═══ RECORDED DATA
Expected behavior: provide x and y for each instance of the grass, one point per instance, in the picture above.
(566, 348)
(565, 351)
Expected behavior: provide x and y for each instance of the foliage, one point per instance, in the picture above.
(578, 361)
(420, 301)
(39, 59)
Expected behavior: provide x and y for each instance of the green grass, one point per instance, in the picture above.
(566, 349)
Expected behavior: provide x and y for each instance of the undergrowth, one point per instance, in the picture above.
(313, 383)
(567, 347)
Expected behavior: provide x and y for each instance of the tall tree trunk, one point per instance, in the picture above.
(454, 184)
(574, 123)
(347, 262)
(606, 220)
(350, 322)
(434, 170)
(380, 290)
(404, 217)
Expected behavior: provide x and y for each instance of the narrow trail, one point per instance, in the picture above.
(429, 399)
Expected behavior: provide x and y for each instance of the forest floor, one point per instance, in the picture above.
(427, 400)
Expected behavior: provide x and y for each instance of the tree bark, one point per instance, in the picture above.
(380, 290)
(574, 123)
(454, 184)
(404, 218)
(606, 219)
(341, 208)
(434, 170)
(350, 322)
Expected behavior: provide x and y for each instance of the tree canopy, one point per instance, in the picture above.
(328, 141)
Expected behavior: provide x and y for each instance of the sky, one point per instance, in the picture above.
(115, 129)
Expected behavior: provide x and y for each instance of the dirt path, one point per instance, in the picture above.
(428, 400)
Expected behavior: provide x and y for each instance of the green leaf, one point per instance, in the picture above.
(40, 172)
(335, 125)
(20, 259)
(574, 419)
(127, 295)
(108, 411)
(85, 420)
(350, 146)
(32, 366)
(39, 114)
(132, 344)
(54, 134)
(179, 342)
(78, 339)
══════
═══ RECORDED DATA
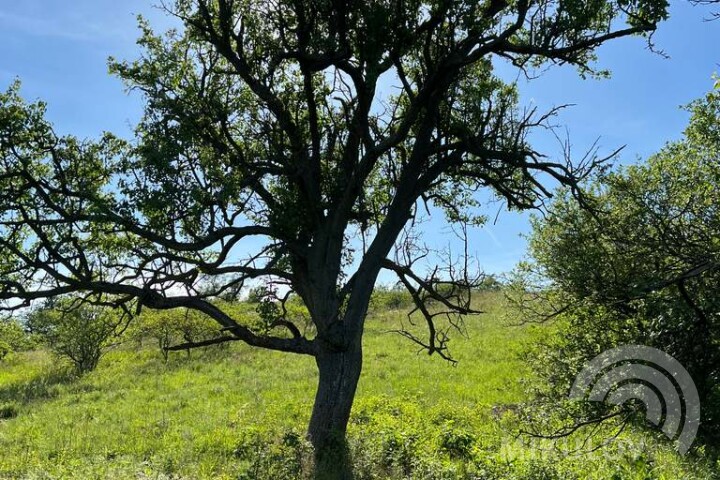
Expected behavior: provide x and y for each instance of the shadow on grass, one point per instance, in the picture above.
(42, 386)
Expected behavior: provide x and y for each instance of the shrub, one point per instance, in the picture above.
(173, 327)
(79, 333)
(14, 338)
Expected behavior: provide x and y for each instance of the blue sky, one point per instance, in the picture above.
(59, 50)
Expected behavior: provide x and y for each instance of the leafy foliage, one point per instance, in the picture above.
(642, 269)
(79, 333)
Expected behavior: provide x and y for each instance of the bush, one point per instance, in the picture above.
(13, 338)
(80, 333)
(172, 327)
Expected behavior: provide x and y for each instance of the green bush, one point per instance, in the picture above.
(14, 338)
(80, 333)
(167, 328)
══════
Gather every line above that contains the word "grass" and copy each one out in full.

ANSWER FOR THE TASK |
Expected behavior: provide x and y for each instance of the grass, one point per instance, in the picture above.
Expected behavior: provide x and y for each instance of the green grass, one point per instance, in the picture above.
Expected behavior: provide x and y for each instance of the shadow on grass, one point per instance, in the picture above.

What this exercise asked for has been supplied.